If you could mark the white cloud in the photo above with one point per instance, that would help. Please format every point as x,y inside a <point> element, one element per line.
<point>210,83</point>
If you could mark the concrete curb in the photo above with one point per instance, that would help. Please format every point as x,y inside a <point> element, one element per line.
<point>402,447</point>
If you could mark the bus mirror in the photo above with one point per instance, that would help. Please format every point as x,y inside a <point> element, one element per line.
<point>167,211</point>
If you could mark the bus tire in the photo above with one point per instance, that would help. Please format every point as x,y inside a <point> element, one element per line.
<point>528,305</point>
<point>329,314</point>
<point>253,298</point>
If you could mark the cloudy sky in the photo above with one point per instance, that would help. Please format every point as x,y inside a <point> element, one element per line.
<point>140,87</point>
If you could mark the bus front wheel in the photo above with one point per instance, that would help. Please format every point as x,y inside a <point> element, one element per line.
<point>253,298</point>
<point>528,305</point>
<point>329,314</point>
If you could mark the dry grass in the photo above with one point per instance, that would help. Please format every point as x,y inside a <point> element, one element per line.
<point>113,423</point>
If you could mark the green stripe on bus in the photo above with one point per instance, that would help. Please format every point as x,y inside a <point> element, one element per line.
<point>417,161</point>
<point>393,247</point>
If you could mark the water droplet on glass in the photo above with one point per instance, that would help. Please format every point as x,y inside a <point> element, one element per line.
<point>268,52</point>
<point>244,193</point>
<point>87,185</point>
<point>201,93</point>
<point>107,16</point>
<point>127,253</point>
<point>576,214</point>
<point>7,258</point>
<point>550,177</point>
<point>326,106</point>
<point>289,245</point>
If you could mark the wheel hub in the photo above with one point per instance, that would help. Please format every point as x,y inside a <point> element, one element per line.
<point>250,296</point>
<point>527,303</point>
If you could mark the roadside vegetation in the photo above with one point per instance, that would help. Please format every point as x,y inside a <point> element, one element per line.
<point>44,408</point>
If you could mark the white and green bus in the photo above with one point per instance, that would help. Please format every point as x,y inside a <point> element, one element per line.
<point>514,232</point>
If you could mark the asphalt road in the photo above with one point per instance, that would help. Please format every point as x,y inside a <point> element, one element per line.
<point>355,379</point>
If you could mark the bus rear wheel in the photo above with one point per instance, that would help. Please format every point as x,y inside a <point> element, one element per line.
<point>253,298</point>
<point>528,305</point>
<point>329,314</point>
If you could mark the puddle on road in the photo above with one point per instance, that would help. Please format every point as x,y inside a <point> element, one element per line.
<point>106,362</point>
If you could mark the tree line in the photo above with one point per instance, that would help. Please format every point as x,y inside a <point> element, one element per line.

==============================

The complete material should be output once more, word for word.

If you could mark the white cloud in the photo above with one point per instance, that would help. Please format every point as x,y inside a <point> element, one element per line.
<point>210,83</point>
If you could mark the concrete curb in the photo above with one point per instance, that would help. Please format every point as x,y inside a <point> element, one element per line.
<point>402,447</point>
If you could mark the bus mirror in the photo above with one point per instance, that would help. Please format every point as x,y inside a <point> element, one element per line.
<point>167,211</point>
If you could mark the bus tire in the photo above with one point per instance, that would help. Please format every point as x,y inside a <point> element, one element per line.
<point>528,305</point>
<point>329,314</point>
<point>253,298</point>
If you could mark the cloudy sky in the photo above with one point per instance, that would help. Please format every point as x,y inside a <point> element, one element per line.
<point>140,87</point>
If you could mark the bus front wheel in the photo above with one point per instance, that would help. Please format every point as x,y inside a <point> element, one element per line.
<point>253,298</point>
<point>528,305</point>
<point>329,314</point>
If you could mark the dry grass in the photo above with one point per instance, that would help. Please format every point as x,y inside a <point> element, one element per line.
<point>113,423</point>
If you could mark the green stripe on bus in the photo above with one point per instance, that would help. Please format every point as x,y inside a <point> element, one element per line.
<point>417,161</point>
<point>393,247</point>
If you could mark the water droplet on glass in the photo above with one point per instance, that would help. Please format every point as x,y inside a <point> element, one element per line.
<point>268,52</point>
<point>244,193</point>
<point>87,185</point>
<point>201,93</point>
<point>107,16</point>
<point>127,253</point>
<point>576,214</point>
<point>7,258</point>
<point>550,177</point>
<point>326,106</point>
<point>289,245</point>
If you could mark the wheel hub in the photo above with one point per instance, that would help. Please format every point as x,y inside a <point> element, one element per line.
<point>250,296</point>
<point>527,303</point>
If you could mark the roadside vegetation in the photo above with one point per instance, that would help. Please format every point as x,y inside a <point> element, one element per line.
<point>44,408</point>
If you could mark the white and green bus in the photo above with one point per instance, that would help. Please format every point as x,y inside a <point> element, one element per line.
<point>514,232</point>
If you could mark the asphalt road in the photo above with one point per instance, that would help. Please format every point as x,y inside a <point> element, one element per line.
<point>355,379</point>
If you could mark the bus rear wheel in the photo above with one point per instance, that would help. Please format every point as x,y inside a <point> element, one element per line.
<point>253,298</point>
<point>528,305</point>
<point>329,314</point>
If you could mark the puddle on road in the photo above with one point per instance, that would help. Please format every point as x,y inside a <point> element, one element per line.
<point>106,362</point>
If you could mark the tree line in the photo above with one point per instance, that would help. Please format every point as x,y inside a <point> element, one element per line.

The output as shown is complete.